- Exercise requirements -
Pick out each line in the material below that contains the word "uniform" and copy those lines.

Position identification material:
-=-=-=-=-

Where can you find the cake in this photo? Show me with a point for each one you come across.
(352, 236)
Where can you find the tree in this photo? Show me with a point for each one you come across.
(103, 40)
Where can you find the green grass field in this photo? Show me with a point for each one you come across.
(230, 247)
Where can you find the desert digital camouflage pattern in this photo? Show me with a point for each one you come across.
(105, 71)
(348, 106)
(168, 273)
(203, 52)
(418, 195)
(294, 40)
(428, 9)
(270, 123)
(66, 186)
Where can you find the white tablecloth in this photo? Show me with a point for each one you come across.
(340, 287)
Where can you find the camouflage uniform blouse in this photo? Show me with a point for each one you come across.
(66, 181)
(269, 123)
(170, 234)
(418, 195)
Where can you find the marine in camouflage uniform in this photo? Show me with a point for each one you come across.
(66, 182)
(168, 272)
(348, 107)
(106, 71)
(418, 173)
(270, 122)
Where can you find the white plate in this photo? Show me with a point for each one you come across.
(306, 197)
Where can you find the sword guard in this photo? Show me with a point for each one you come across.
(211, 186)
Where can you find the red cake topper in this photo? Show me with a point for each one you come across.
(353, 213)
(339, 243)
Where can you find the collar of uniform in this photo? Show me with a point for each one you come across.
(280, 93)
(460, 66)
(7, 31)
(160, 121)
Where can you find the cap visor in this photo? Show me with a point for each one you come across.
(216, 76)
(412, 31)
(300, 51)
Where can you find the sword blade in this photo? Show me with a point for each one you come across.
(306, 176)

-=-=-=-=-

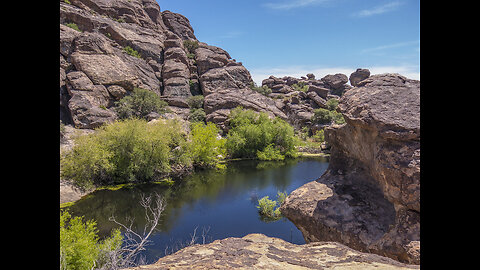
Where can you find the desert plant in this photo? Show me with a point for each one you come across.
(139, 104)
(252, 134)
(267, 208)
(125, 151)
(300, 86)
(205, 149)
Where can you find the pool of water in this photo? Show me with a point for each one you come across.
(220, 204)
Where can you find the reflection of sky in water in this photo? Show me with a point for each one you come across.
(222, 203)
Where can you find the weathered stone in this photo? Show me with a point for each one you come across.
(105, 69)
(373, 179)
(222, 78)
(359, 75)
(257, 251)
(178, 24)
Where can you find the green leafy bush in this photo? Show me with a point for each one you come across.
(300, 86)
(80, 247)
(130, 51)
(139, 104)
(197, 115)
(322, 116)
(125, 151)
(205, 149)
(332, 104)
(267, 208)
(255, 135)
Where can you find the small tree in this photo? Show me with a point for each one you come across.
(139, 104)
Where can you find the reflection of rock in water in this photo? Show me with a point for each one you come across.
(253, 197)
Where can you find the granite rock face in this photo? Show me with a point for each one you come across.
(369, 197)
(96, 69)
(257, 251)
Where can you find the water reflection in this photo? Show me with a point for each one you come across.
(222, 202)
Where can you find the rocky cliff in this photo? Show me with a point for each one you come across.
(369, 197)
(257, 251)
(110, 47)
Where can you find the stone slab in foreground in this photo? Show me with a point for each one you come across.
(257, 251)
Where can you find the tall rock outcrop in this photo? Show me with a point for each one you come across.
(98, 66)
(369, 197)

-=-=-=-=-

- Response below -
Where can you find the camouflage uniform blouse in this photo? Show me with a point for each one you come across.
Where can you find the marine in camouflage uniform in this photo? Show me with a point for each one you come across.
Where can you find the collar of uniform in this photo? Show me with a point for each one you come across.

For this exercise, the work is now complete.